* WHAT IS BEING ASKED *
Carry on the review of the 2024 Acura Integra Type S, picking up after its last sentence.

* SELECTED EXTRACT *
---*---

2024 Acura Integra Type S Review: Return to form, finally
Winston Churchill is said to have observed that America could always be trusted to do the right thing, but only after exhausting all the alternatives. The same can now be said of Acura, which, after 20 years blundering around in identity crisis, flushing all sorts of almost entirely forgettable vehicles onto a wholly unimpressed U.S. market, has decided to try a new angle: remembering who the hell they are.
The 2024 Acura Integra Type S is everything a compact sport sedan should be—indeed, what it used to be before the triumph of the computers and the relentless pursuit of global volume through watery mainstreaming. It squirts, it zooms. It is supremely functional and not especially flashy. The Integra Type S and its fraternal twin, the Honda Civic Type R, are two of the best gas-powered compacts we’ve seen in years, and the best expressions of Honda-ness in a generation.
That is, assuming you can work a stick shift, because—and this is not a misprint—the Integra Type S only comes with a six-speed manual transmission. What a joy that shifter is, too; stubby, short-throw, precise, and fluid. It recalls the late, lamented S2000 roadster and a host of hot Integras of the now-distant past, when Honda and Acura once offered the best gear-changers in the industry.
Acura is Honda’s luxury subsidiary, launched in 1986. Right out of the gate came the Legend and Integra, two exquisite charmers that were so fine that they forged an empire. That wasn’t good enough for the suits, however, and Acura entered the 2000s nakedly trying to claw up the social ladder with ever more expensive (and ever duller) vehicles. Sure, the MDX luxury crossover sold pretty well, but Acura product planners ultimately renamed the Integra and in the night murdered its replacement, the RSX. The next two decades were a parade of both mediocrity and broad irrelevance.

---*---

* DATASET *
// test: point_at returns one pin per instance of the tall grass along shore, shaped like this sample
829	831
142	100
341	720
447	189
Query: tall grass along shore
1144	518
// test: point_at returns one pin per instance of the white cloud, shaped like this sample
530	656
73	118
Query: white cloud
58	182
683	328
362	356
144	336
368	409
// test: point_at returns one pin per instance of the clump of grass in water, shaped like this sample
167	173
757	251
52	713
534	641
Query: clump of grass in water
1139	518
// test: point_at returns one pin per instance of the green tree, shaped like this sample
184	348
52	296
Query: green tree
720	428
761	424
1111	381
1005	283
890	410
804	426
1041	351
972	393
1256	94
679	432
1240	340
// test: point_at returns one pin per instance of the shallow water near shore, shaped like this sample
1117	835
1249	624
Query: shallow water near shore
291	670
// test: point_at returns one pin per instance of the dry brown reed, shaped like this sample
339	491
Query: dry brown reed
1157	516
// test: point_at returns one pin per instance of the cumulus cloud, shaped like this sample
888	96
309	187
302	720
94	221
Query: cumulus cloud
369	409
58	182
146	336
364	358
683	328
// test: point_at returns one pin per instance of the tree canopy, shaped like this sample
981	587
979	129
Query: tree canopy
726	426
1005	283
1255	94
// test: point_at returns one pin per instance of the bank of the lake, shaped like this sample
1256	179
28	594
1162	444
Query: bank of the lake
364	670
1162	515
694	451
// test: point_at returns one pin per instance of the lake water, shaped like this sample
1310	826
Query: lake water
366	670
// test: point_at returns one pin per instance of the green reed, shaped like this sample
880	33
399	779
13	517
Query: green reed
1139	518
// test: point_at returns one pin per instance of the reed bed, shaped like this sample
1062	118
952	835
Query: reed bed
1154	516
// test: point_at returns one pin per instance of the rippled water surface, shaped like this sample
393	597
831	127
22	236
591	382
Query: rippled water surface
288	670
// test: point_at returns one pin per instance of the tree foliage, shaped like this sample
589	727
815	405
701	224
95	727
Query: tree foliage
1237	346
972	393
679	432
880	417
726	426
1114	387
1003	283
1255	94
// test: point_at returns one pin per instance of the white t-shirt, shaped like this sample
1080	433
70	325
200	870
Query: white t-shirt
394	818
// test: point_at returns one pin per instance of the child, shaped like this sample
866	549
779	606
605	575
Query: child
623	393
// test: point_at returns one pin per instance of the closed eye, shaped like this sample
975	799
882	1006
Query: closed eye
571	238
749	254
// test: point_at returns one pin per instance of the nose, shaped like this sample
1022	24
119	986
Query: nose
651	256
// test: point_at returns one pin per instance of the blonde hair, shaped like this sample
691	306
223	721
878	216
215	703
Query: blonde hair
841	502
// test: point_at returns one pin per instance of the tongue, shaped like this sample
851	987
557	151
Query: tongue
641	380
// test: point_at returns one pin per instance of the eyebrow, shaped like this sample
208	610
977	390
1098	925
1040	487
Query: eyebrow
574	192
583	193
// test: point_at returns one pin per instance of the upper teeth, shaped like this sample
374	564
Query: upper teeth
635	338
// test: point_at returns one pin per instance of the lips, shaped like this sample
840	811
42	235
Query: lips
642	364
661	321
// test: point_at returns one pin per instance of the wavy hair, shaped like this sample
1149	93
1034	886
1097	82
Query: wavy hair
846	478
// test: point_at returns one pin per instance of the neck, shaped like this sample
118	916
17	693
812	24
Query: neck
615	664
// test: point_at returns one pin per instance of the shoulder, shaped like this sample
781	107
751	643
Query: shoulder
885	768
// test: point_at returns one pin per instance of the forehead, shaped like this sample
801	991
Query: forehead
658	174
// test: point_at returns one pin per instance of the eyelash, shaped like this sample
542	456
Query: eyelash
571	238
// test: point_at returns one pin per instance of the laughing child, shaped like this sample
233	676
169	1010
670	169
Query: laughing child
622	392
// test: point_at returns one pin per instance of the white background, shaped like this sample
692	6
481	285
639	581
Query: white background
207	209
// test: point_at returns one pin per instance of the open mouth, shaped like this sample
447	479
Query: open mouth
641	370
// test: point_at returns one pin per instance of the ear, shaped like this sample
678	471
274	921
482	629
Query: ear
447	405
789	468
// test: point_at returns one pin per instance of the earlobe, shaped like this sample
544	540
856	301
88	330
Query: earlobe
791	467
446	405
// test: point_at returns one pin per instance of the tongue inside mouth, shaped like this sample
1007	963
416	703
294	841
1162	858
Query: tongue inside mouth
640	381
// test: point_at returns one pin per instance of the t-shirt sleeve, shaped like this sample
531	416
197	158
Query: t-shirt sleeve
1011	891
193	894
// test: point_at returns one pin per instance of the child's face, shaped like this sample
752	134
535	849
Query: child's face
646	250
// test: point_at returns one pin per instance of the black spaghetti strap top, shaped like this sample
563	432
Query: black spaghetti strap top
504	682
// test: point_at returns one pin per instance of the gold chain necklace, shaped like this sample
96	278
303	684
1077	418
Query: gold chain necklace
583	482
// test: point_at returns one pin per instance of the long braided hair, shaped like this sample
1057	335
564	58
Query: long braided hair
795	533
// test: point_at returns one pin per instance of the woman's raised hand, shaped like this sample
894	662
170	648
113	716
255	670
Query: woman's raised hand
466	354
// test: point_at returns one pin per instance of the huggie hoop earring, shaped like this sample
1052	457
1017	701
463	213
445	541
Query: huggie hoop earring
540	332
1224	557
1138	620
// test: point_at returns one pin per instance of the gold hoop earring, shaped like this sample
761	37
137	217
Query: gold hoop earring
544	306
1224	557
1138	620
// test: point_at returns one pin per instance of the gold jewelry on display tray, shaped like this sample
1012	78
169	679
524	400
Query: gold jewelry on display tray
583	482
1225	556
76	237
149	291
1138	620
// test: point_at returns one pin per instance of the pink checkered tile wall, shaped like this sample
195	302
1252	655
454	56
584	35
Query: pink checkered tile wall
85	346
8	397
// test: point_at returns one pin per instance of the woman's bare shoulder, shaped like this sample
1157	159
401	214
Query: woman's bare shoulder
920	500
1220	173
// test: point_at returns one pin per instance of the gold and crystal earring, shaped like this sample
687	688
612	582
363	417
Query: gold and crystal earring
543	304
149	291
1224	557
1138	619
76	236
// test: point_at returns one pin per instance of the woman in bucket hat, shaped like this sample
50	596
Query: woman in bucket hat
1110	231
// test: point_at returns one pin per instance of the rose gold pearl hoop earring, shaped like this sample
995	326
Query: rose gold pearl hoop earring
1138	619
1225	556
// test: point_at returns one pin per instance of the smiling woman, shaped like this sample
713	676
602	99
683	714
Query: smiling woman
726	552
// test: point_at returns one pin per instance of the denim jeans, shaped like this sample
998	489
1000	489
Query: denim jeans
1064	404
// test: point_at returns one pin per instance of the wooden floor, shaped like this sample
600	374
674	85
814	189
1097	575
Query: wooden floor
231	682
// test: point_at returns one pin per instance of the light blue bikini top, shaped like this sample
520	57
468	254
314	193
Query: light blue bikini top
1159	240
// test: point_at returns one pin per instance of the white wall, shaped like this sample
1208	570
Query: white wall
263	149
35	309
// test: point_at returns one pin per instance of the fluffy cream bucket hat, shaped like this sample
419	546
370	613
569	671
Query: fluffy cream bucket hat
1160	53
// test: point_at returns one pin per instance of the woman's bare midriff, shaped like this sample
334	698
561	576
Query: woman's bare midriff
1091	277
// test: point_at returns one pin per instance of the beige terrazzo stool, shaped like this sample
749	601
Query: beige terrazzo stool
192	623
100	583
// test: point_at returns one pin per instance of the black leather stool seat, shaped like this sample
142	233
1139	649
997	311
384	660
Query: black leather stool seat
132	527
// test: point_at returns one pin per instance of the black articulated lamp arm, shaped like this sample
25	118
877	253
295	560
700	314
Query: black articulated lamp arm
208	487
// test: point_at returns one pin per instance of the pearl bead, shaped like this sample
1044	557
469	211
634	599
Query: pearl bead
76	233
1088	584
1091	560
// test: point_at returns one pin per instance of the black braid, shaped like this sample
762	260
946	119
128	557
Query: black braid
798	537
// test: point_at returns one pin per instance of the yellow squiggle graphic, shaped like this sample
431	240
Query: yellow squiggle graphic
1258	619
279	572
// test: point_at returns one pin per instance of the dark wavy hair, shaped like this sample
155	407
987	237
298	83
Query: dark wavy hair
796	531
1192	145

---*---

* ANSWER TO THIS PROBLEM *
“We needed to refocus ourselves back to ‘precision crafted performance,’” acknowledged American Honda vice president and Acura brand chief Jon Ikeda at the Integra Type S media drive. “After 30-odd years you get to know who you are as a person. We are a performance brand, and we said, ‘Hey, we need to bring Integra back.’ Integra is our [Porsche] 911.”
The division has thrust itself back into what it does best: building entertaining cars with modest proportions. For Honda is, at heart, a small-car company—always has been, probably always will be. It doesn’t matter if you rolled out of bed tired, if you missed your morning coffee, or if you’re coming down with that head cold going around; the 320-hp Integra Type S will grab you by the scruff and pull you in. There is no brainless autopilot; you will steer and brake and shift, you will have fun, you will smile. You will wail the return (finally, dammit!) of the Integra.
Specs: 2024 Acura Integra Type S
- Price: $51,995 (including destination)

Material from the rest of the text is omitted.